■ EXCERPTED DATA ■
--- START ---
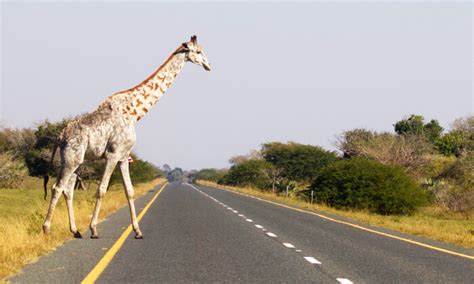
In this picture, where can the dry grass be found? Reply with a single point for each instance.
(430, 222)
(22, 213)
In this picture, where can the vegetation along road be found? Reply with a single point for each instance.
(195, 233)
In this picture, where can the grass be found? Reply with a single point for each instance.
(22, 213)
(429, 222)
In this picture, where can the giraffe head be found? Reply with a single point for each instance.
(195, 54)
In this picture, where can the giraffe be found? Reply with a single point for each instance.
(109, 133)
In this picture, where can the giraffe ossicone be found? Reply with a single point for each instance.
(109, 133)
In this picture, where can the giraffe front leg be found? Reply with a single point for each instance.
(57, 189)
(69, 195)
(109, 168)
(129, 192)
(55, 194)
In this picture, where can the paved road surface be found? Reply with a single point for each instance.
(202, 234)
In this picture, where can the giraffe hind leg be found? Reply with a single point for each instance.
(69, 195)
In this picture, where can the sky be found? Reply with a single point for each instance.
(302, 72)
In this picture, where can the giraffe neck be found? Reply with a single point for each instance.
(137, 101)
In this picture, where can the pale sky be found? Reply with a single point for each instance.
(281, 71)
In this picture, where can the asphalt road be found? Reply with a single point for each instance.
(202, 234)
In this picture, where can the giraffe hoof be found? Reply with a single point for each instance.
(46, 230)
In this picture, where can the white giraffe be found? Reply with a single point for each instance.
(109, 133)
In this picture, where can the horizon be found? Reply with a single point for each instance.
(311, 70)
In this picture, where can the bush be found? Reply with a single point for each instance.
(454, 187)
(365, 184)
(12, 171)
(297, 162)
(248, 173)
(407, 151)
(210, 174)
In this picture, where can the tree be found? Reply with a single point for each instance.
(366, 184)
(432, 130)
(248, 173)
(176, 175)
(452, 143)
(412, 125)
(415, 126)
(406, 151)
(297, 162)
(273, 174)
(348, 142)
(210, 174)
(253, 155)
(166, 168)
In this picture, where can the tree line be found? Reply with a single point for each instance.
(418, 164)
(27, 152)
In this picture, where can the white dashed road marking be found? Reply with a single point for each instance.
(312, 260)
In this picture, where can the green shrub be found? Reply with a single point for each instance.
(12, 171)
(248, 173)
(298, 162)
(366, 184)
(451, 144)
(210, 174)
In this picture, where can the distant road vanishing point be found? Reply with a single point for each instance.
(201, 234)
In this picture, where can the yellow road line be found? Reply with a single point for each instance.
(107, 258)
(358, 226)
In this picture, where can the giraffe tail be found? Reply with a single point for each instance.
(46, 176)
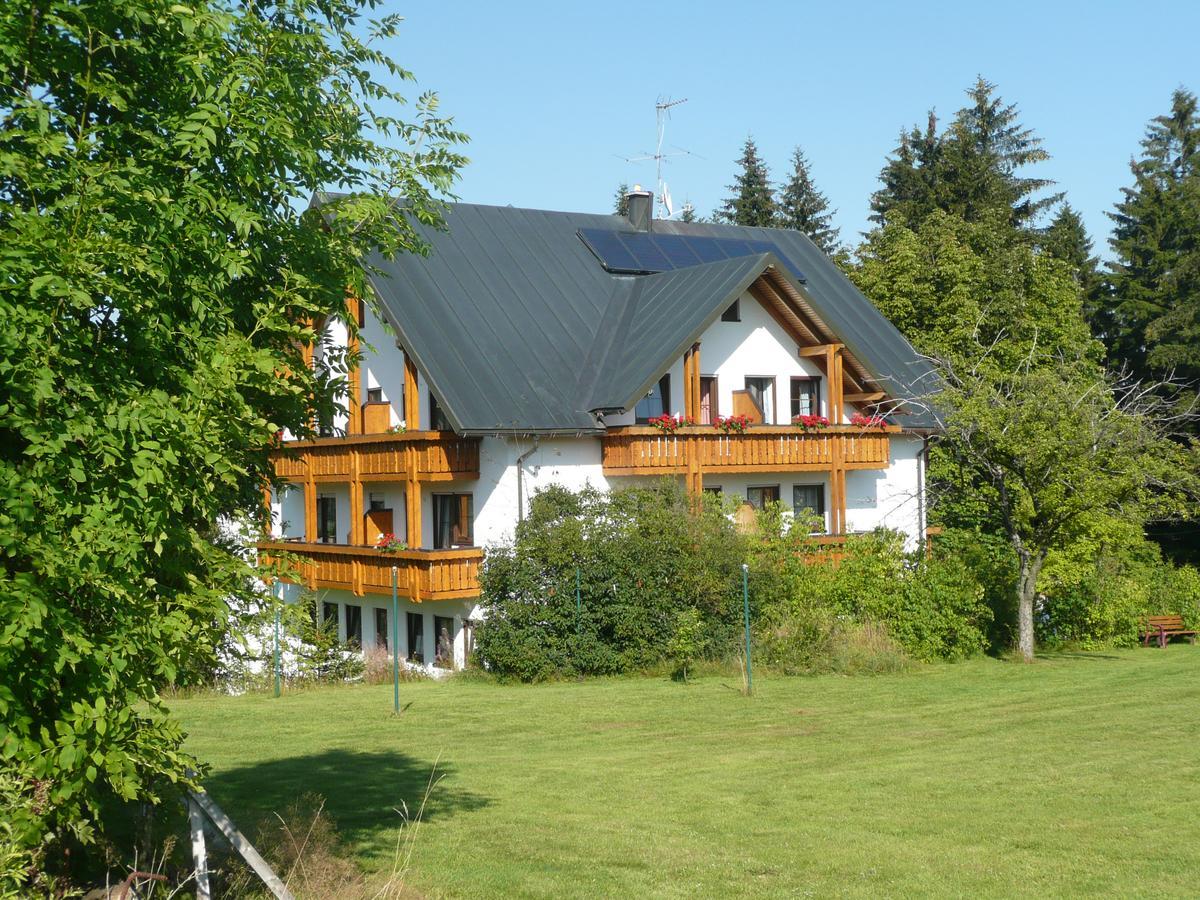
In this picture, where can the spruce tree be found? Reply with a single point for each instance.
(621, 199)
(803, 208)
(911, 175)
(1067, 240)
(970, 171)
(1156, 279)
(753, 202)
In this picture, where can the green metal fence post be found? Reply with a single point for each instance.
(395, 646)
(276, 653)
(745, 607)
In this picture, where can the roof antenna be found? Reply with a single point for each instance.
(663, 113)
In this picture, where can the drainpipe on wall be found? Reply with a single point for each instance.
(521, 460)
(922, 513)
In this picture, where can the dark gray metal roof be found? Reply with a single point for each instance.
(517, 327)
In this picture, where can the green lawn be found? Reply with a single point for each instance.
--- END ---
■ EXERCISE DESCRIPTION ■
The records above are to be quoted exactly, with all pictures left out.

■ ANSWER TO THE PROBLEM ■
In this picture, where can the dry grass be found? Reply with a single point for each instance.
(430, 222)
(22, 213)
In this picture, where can the vegetation along road be found? Reply with a single point for each instance.
(195, 233)
In this picture, where can the grass be found? Reply with a single point for each instance.
(22, 213)
(429, 222)
In this picture, where can the giraffe head be found? Reply with a single point for each instance.
(195, 54)
In this picture, where can the giraffe be found? Reply with a single point for each instance.
(109, 133)
In this picture, where can the giraffe ossicone be found? Reply with a single point for each instance.
(109, 133)
In this picture, where can the giraffe front leg be found? Reply with a single point for each instance.
(57, 189)
(69, 195)
(109, 168)
(129, 192)
(55, 194)
In this picture, where can the paved road surface be found? Reply with a single point for each instance.
(202, 234)
In this picture, where can the giraffe hind leg be found? Reply with a single point for each instance.
(69, 195)
In this picture, where can the sky be found? Reply with a single point for each instance.
(302, 72)
In this picture, where can the giraffe neck be found? Reply with a single point for each instance.
(137, 101)
In this picture, where can the pale sky be found? Reply with a single point for each instance.
(281, 71)
In this picture, where can the asphalt road be found? Reply with a single point for each instance.
(202, 234)
In this picture, where can the giraffe hoof be found? Reply with a single point for each instance.
(46, 230)
In this picture, where can the white giraffe be found? Reply with a single point for each instance.
(109, 133)
In this picture, where can the horizon be found? Reply with a single point for each instance.
(311, 70)
In this picture, where can the bush be found? Reply with a single point for each instance.
(454, 187)
(365, 184)
(12, 171)
(297, 162)
(248, 173)
(407, 151)
(210, 174)
In this picture, where can the tree be found? Reply with a single point for each instance.
(366, 184)
(432, 130)
(248, 173)
(176, 175)
(452, 143)
(412, 125)
(415, 126)
(406, 151)
(297, 162)
(273, 174)
(348, 142)
(210, 174)
(253, 155)
(166, 168)
In this picture, where can the tree line be found? Reply with a single point for each instance.
(418, 164)
(27, 152)
In this picture, where can the white dashed road marking be found? Reply with a single point for each instance.
(312, 260)
In this picture, where can the green shrub be found? Reply with a single point for each instance.
(12, 171)
(248, 173)
(298, 162)
(366, 184)
(451, 144)
(210, 174)
In this picture, where can the distant road vanishing point be found? Reply with a single point for each instance.
(201, 234)
In this picture, where can the yellow road line be found? Reply with a single point for each instance.
(107, 258)
(358, 226)
In this picture, where can the giraffe tail be found? Reply with a single point for each instance.
(46, 176)
In this picture, where can the spruce tree be found? Reply with a single point for each instance.
(621, 199)
(803, 208)
(911, 175)
(1067, 240)
(970, 171)
(1156, 279)
(753, 202)
In this picture, where can the green metal fence post be found? Reply with a single point for each instance.
(395, 646)
(276, 653)
(745, 607)
In this picture, where can the roof antenna be found? Reply with a single point for each instance.
(663, 113)
In this picture, where can the drainpipe on wall be found? Reply with a single point for each instance.
(521, 460)
(922, 513)
In this picture, where can the dark gray metal roof be found? Reply with a single point for each instance.
(517, 327)
In this picture, where can the green lawn be found? Reply with a single point for each instance.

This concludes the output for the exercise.